■ Task objective
Repeat the material below word for word, from its first line to its last, with nothing changed, added, or left out.

##############################

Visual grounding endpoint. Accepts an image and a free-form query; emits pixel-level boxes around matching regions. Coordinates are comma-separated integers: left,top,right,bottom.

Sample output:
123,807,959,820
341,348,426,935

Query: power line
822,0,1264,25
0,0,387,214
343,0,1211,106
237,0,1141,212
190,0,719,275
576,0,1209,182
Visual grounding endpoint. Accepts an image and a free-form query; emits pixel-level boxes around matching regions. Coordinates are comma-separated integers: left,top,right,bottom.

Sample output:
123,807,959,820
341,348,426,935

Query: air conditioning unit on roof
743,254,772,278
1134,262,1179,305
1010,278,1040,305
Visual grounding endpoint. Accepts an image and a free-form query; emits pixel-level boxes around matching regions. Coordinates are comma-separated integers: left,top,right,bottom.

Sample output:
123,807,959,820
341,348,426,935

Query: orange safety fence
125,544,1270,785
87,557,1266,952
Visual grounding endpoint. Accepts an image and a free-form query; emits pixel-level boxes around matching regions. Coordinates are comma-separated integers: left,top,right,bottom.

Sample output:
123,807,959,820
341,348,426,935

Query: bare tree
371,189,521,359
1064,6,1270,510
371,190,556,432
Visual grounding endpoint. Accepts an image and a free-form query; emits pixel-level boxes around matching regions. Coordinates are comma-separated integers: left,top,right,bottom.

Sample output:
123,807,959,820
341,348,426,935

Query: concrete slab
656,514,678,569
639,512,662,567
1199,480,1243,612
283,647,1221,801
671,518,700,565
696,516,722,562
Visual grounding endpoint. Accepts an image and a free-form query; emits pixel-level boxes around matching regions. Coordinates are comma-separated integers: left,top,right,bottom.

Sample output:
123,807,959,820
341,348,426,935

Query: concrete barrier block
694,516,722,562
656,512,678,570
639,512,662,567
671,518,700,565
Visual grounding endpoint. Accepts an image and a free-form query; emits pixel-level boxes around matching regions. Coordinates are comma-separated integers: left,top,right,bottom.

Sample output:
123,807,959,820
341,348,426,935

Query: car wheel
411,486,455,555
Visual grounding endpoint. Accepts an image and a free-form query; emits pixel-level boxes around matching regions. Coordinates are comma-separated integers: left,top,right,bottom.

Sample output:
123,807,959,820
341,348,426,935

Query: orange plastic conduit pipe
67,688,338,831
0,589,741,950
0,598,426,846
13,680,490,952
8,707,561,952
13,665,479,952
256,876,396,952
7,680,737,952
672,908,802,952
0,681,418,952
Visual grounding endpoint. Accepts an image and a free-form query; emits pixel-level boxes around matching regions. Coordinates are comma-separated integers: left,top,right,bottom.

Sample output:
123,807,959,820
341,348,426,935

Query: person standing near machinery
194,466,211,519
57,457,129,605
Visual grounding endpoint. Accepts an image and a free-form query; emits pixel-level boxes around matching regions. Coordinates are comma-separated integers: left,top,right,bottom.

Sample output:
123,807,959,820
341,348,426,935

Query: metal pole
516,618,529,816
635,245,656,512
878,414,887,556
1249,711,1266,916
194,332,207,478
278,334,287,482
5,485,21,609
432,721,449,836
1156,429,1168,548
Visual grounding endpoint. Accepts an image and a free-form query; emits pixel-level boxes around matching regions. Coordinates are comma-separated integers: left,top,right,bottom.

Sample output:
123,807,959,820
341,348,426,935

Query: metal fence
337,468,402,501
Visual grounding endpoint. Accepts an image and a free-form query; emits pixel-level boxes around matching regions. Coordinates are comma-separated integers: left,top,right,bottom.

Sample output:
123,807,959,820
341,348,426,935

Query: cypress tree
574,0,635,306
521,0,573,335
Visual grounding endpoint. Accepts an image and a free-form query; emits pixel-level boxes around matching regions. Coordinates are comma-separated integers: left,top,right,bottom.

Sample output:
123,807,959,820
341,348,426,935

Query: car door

##############################

■ Solution for this exercise
Visual grounding endpoint. Accepts an image and a free-form query; emits pixel-level boxes around matching regions. Coordinates are comma-separated integers: left,top,right,bottom.

Sample output:
123,807,959,820
341,348,426,935

Query: power line
822,0,1264,25
0,0,387,214
343,0,1211,106
237,0,1141,212
190,0,719,275
576,0,1209,182
Visual grounding endpoint. Accepts an image and a free-form query; emits pixel-level boxes around matching regions. Coordinates are comma-separated integers: left,top,right,bottom.

Sample output:
123,807,959,820
341,348,426,935

Query: air conditioning unit on roof
743,254,772,278
1134,262,1179,305
1010,278,1040,305
Visual grounding endpoint. Accepts an image and a free-form query; emits pixel-level boxes around matching regions. Coordinates are comma-separated integers: left,top,right,bottom.

Sample output:
123,807,959,820
341,348,426,935

Query: orange safety fence
125,544,1270,785
87,557,1266,952
Visual grounding endpoint. Accepts an image and a free-form query; emits pixel-level boxes around matching regions. Coordinates are comma-separated integers: left,top,right,bottom.

Sample output:
123,807,959,820
341,348,426,935

Query: bare tree
371,189,521,359
1064,6,1270,510
371,190,556,432
Visual grounding endpoint. Accepts an image and a free-form query; emits pixel-level boxes around matching regions. Coordinates are comma-separated integers: left,top,right,bottom.

Sample output:
123,807,959,820
341,348,426,935

Query: concrete slab
656,514,678,569
639,512,662,567
1199,480,1243,612
283,647,1221,801
671,518,700,565
696,516,722,562
Visual grounding endpoint. Accepts an image and a free-form query; emits pixel-level boxes around matching regions. Coordinates are comma-separated integers: left,top,right,bottom.

Sample output:
123,807,959,820
341,348,426,935

Query: concrete barrier block
694,516,722,562
656,512,678,570
639,512,662,567
671,518,700,565
Visual grounding endpoint. Accepts an image and a free-form query; emits pixel-level boxes around matching regions. Coordinates are comma-separated integers: left,top,right,bottom.

Sample output:
123,807,959,820
341,348,426,935

Query: car wheel
411,486,455,555
Visual grounding endpoint. Accepts an image and a free-form query; emits pixel-level boxes around matching regions. Coordinates are comma-separated integers: left,top,right,bottom.

Sample output:
123,807,959,820
341,348,426,935

Query: orange plastic conduit pipe
67,688,338,831
0,589,741,950
0,598,426,846
13,680,490,952
8,707,561,952
13,665,479,952
256,876,396,952
7,680,737,952
672,908,802,952
0,681,418,952
Visual grounding endpoint. Accepts an image and a free-form query; emits pixel-level boxes around matching regions. Coordinates are comma-separated integers: left,top,right,bottom.

Sample output:
123,807,959,820
341,348,426,935

Query: person standing near machinery
194,466,211,519
57,457,129,605
Visual grounding endpoint. Accepts an image and a free-form query; emits pixel-level boxes around matching regions. Coordinates are comma-separated integers: left,top,right,bottom.

Sample output:
123,807,959,820
341,348,426,935

Query: metal pole
516,618,529,816
635,245,656,512
878,414,887,556
1249,711,1266,916
194,332,207,478
278,334,287,482
5,485,21,609
432,721,449,836
1156,429,1168,548
Visual grounding endpoint. Accepts an image and a free-form query; emits pixel-level boxes around matching regions. Coordinates are comma-separated integers: left,top,right,bottom.

Sample output:
123,807,959,820
341,348,426,935

Query: metal fence
337,468,402,501
Visual grounding endpoint. Accepts an image and a free-form query; emits pixel-level boxes around matching regions. Coordinates are comma-separated integers: left,top,right,bottom.

Sample output:
123,807,959,820
341,348,426,935

Query: cypress tree
574,0,635,306
521,0,573,335
Visual grounding endpoint. Accepts an image and a free-form query; emits pixel-level boxes around matching regions. Coordinates are comma-separated integers: left,top,right,bottom.

Sample output:
123,807,959,820
341,348,426,935

Query: car door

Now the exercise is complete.